__EXTRACT__:

┌────────

On the positive side of work-life balance, the idea does bring into consideration the fact that being a workaholic is detrimental to a person’s physical and mental well-being. Socializing, physical activity and being with friends and family are all activities that contribute to being healthier and happier. Consequently, the entrepreneur is able to perform effectively and efficiently.
On the negative side of work-life balance is the assumption that work is some sort of toil and that the more you do of it, the worse off you will be in terms of your health and mental.
Achieving a stable work-life balance may take time and effort. It is not something that comes overnight. Rather, it is something that requires a lot of consistency and effort to achieve. While you might be able to do everything, it does not mean you should. There are a number of tips you can begin with to achieve:
Be realistic about the challenge
When starting your small business, it is typically a delusion to believe you can segregate your work commitment to the regular working hours, especially in the first years of the business. When you own and operate your own company, you must feed, nurture and support it as it requires, not as you desire. If a problem arises at your business during your “family time,” declining to deal with it ultimately creates more pressure.

└────────

__PROBLEM SET__:
• a. According to the work-life balance passage, which activities contribute to being healthier and happier?
• b. Revise everything from "On the positive" down to "health and mental." in the work-life balance passage, putting "overachiever" in place of "workaholic".
• c. Sum up the work-life balance passage in two sentences.
The rows that follow are separate material and have no connection to the work-life balance passage.

__DATA SUPPLIED__:
┌────────

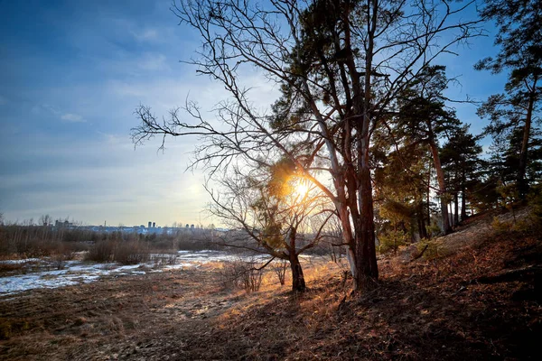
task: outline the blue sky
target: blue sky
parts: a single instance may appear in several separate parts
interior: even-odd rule
[[[139,104],[161,115],[189,93],[204,108],[227,97],[179,62],[198,39],[170,5],[0,0],[0,212],[7,220],[49,214],[88,224],[210,223],[203,175],[184,171],[197,139],[172,140],[164,153],[152,142],[134,150],[129,139]],[[463,84],[451,94],[483,99],[502,89],[501,77],[472,69],[491,44],[479,39],[443,60]],[[257,87],[257,101],[278,94]],[[475,106],[457,108],[474,133],[481,130]]]

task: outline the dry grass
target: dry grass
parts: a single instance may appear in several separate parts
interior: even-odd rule
[[[208,264],[0,297],[0,358],[535,358],[542,242],[517,232],[457,242],[432,259],[381,257],[379,287],[361,294],[343,266],[314,259],[303,261],[302,294],[271,270],[258,292],[224,292],[220,264]]]

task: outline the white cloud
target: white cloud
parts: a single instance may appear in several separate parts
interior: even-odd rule
[[[141,32],[131,32],[136,40],[139,42],[153,42],[158,40],[158,31],[156,29],[144,29]]]
[[[65,120],[70,123],[85,123],[86,122],[86,120],[83,119],[83,117],[81,116],[79,116],[79,114],[73,114],[73,113],[63,114],[62,116],[61,116],[61,119]]]
[[[137,60],[137,67],[143,70],[169,70],[170,67],[165,60],[163,54],[145,53]]]

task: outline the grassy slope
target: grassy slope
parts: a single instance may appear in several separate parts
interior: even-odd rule
[[[537,359],[542,242],[491,220],[415,262],[413,247],[383,257],[361,295],[337,270],[303,295],[221,292],[212,271],[191,271],[0,300],[13,326],[0,359]]]

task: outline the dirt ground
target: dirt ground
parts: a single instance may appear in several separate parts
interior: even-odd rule
[[[304,294],[224,291],[207,267],[0,297],[0,358],[539,359],[542,242],[484,222],[441,255],[382,257],[361,294],[313,266]]]

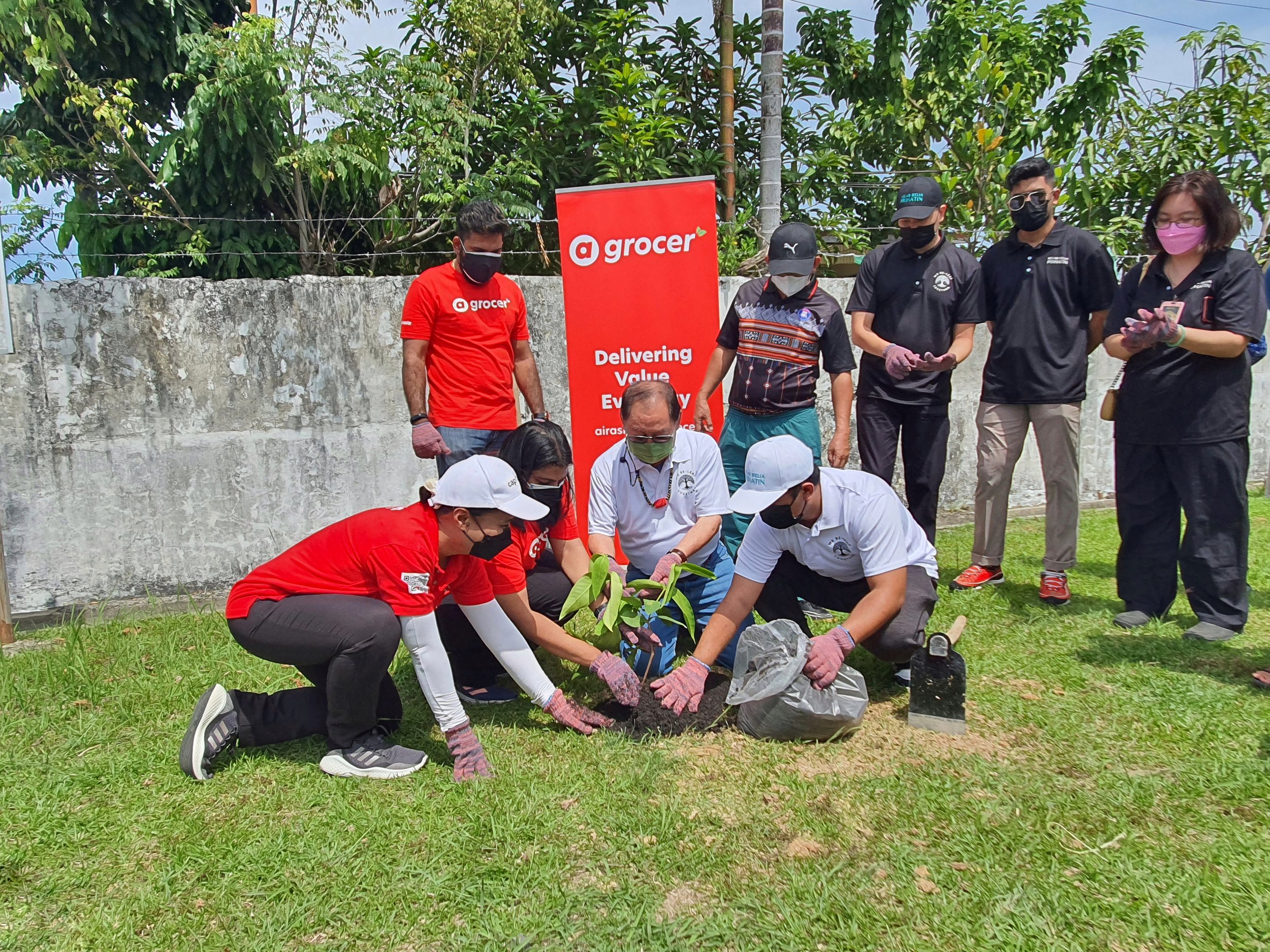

└────────

__PROBLEM SOLUTIONS__:
• a. Socializing, physical activity and being with friends and family.

• b.
On the positive side of work-life balance, the idea does bring into consideration the fact that being a overachiever is detrimental to a person’s physical and mental well-being. Socializing, physical activity and being with friends and family are all activities that contribute to being healthier and happier. Consequently, the entrepreneur is able to perform effectively and efficiently.
On the negative side of work-life balance is the assumption that work is some sort of toil and that the more you do of it, the worse off you will be in terms of your health and mental.

• c. Being a workaholic harms physical and mental well-being, while socializing, physical activity and time with friends and family help people be healthier and happier. A stable work-life balance takes consistent time and effort, and someone starting a small business should not expect to confine work to regular hours but must support the company as it requires.